Russia and Ukraine
Two days after I founded this Substack page and my posting plans have already been overtaken by events – in this case Russia’s attack on Ukraine. Does this relate to the systemic corruption of the United States government by Big Dough? Indeed it does and the relationship is both intimate and pervasive, but we’ll get to that later. Aside from Big Dough then is this about Ukraine? Yes, but only because that’s where the broader issue came to a head. That issue is that Russia, understandably, refuses to backed into a corner that would force them to maintain their armed forces permanently in a state of readiness comparable with the USA”s DEFCON 2. DEFCON 1 is war. DEFCON 2 is the equivalent of having a loaded gun in your hand 24/7 with all the safety latches off. In other words, Russia’s goal is to minimize the chances of the world stumbling into nuclear war.
Things began coming to a head in mid-December last year, 2021, when Russia published drafts of two treaties, between itself and NATO. For two decades plus since the US went back on it’s word that it wouldn’t push for expanding NATO following the USSR’s demise, Russia had finally had enough trying to use diplomacy to get through to the USA that the gradual encroachment had to stop. The draft treaties explicitly identified Russia’s red lines, and in conveying them they essentially asked for a response to the question, “Do you agree to them or not?” by a specific date. The Russians did indicate there was some room for negotiation around the edges but not much. If the answer is no, or if there is no explicit reply, Russia made clear she would take action as necessary to assure her own national security. Paul Craig Roberts who, as a senior US Treasury was closely involved in the weapons negotiations with the USSR during the Reagan administration, has written they would have jumped at an agreement like what the Russians were offering until yesterday.

**Set of tasks**
1. From the commentary on Russia and Ukraine, list every country, former state, and military alliance it names.
2. According to the commentary on Russia and Ukraine, when did Russia publish its two draft treaties?
3. Extend the commentary on Russia and Ukraine with a further paragraph that follows on from its final sentence about Paul Craig Roberts.

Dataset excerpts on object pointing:
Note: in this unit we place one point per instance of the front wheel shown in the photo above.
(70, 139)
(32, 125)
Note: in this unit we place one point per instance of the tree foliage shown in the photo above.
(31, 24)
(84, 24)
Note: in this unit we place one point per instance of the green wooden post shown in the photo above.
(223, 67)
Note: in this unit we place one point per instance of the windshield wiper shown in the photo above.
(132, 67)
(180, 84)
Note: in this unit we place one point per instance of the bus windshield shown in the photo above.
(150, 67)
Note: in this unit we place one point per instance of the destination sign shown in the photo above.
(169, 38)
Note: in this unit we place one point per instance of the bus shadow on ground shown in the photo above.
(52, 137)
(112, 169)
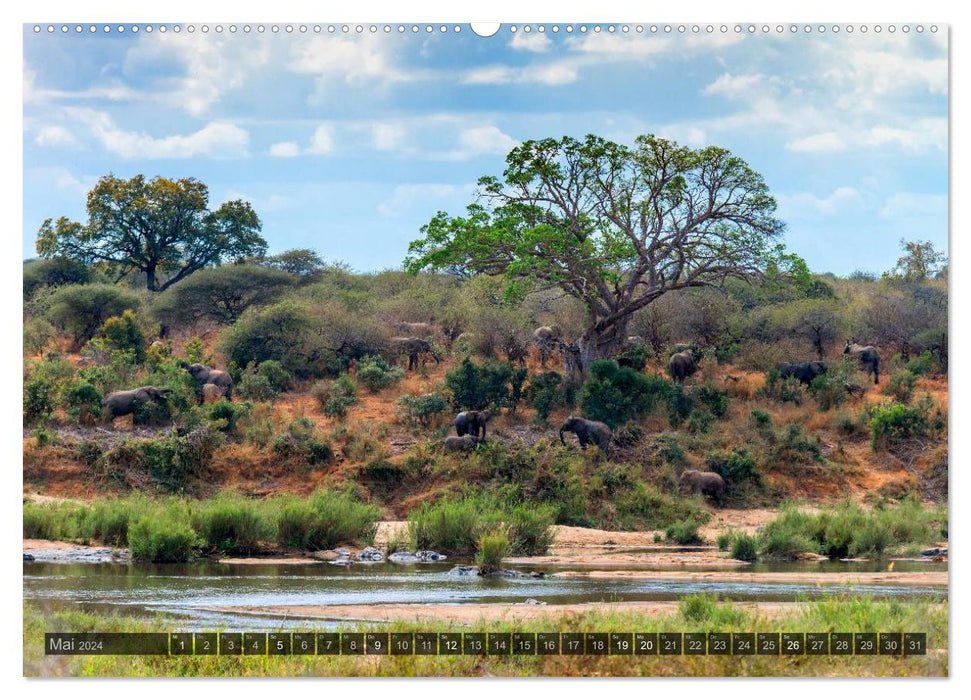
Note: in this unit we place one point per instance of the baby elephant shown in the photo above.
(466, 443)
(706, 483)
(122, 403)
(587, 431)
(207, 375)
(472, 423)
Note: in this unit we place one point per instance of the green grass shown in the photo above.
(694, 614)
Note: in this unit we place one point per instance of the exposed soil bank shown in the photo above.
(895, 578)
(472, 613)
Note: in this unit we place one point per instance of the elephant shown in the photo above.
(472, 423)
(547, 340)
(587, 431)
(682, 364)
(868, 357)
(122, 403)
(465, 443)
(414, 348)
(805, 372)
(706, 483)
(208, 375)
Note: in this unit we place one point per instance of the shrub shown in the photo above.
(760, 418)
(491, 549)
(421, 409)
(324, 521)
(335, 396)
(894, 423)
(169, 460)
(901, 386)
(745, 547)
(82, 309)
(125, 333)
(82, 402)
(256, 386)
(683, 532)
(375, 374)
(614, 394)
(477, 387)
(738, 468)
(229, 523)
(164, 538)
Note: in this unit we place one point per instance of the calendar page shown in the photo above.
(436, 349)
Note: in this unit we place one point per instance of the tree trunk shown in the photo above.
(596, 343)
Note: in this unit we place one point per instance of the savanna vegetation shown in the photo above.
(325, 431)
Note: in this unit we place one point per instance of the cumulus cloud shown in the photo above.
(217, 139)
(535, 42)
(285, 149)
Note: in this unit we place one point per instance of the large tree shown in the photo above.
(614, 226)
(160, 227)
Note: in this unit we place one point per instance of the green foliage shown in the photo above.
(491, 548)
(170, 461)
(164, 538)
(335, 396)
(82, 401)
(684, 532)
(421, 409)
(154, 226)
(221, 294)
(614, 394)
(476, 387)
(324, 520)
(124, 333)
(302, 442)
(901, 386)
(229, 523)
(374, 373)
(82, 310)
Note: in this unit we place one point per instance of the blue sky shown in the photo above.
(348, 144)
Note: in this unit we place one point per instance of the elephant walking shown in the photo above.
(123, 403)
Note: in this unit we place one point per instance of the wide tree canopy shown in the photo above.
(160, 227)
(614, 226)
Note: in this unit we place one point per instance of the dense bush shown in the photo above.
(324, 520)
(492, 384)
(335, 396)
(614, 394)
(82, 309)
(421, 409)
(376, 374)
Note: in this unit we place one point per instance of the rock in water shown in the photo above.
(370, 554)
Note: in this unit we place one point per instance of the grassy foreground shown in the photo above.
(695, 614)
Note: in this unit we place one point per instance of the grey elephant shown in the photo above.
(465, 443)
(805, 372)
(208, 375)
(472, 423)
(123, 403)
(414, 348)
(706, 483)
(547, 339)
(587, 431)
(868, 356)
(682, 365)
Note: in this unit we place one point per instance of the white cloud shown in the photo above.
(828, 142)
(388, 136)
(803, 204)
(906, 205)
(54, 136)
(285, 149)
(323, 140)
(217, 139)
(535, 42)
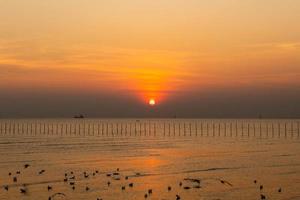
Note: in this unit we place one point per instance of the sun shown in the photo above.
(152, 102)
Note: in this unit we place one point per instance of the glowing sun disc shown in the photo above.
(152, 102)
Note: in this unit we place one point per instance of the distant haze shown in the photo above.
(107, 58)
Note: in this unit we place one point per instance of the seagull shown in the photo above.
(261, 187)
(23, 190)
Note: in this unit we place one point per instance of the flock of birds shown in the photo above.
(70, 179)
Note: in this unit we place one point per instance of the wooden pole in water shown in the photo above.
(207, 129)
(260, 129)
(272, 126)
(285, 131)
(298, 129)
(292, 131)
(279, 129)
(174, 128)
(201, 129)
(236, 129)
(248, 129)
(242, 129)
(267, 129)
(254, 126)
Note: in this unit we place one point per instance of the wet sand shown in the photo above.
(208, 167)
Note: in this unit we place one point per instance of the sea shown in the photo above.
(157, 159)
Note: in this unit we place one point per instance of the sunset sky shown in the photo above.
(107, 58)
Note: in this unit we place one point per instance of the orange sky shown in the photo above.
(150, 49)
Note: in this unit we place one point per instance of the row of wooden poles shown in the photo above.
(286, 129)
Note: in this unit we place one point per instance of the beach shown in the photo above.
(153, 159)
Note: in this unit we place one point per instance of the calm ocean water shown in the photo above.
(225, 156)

--

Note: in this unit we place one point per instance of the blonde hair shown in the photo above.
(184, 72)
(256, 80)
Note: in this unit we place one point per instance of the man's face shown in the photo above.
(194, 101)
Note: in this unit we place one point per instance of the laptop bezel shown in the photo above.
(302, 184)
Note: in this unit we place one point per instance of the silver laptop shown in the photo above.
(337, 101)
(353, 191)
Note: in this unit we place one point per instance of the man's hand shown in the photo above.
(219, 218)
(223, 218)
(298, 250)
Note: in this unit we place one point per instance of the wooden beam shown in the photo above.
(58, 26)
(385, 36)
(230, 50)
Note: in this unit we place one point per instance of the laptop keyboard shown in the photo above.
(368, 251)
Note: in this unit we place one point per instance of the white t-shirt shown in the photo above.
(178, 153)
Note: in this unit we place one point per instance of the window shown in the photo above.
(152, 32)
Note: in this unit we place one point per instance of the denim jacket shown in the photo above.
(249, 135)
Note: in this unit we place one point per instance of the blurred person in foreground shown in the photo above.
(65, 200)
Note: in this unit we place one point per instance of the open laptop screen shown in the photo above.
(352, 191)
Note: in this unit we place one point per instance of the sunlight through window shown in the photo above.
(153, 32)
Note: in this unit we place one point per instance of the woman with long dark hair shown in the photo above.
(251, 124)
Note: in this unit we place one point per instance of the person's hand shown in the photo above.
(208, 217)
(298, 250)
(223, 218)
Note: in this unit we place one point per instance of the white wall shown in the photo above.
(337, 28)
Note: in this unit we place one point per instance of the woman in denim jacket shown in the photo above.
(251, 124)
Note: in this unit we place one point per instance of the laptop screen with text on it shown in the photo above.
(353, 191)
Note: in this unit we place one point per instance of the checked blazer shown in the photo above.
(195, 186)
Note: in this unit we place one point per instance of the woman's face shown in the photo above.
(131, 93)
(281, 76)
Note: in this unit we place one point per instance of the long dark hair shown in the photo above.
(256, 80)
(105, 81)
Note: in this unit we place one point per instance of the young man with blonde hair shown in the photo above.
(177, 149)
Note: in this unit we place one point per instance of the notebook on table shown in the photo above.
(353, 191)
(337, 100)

**Answers to the exercise**
1. Russia, Ukraine, the United States, NATO, the USSR

2. In mid-December 2021.

3.
Some of us remember as young adults the only time the US of A was on DEFCON 2 for any length of time. It was the Cuban Missile Crisis, and we vividly recall the visceral fear that gripped us 24/7 during that final week it was public knowledge before it was resolved. Since the fragmentation of the Soviet Union in 1991 remembrances began trickling out from both Russia and America have revealed we weren’t nearly as terrified as we should have been. In 1989, during a rapprochement between the USA and USSR a colloquium was held in Moscow to which were invited people who had been involved in the crisis as senior officials of the former USSR and the USA. Two salient facts that emerged from the discussion, the first of which is the Americans were working on the basis of an alarmingly flawed intelligence. We knew from U-2 flyover intelligence there were missiles on Cuba, but launch sites for them were still under construction. However the intelligence assessment was that all warheads for them were either still in the USSR or at sea, not yet arrived on the island. During the conference the Americans learned there were in fact about 75 warheads already on the island, and furthermore at least fifteen of them were mounted and ready to fire on 100 mile range ballistic missiles. More than enough t o reach far south Florida, not to mention the huge fleet with which the US was surrounding the island.
The other important fact to come out of the conference is the only adult, senior decision makers in the situation rooms were the premier of the USSR and the president of the United States. Aside from a few people at junior levels, everyone else, and especially the military brass, advocated throwing down the gauntlets. Based on information available in Daniel Elsberg’s 2017 book The Doomsday Machine: Confessions of a Nuclear War Planner, tens of millions of people would have died within hours and probably a billion or two more as a result of the ensuing several years of nuclear winter – a phenomenon unknown until two decades later when computer technology had advanced enough to enable climate modeling. Billions of people likely owe the length of their lives to the cool heads of John F. Kennedy and Nikita S. Khrushchev, as do billions more who’d never have been born.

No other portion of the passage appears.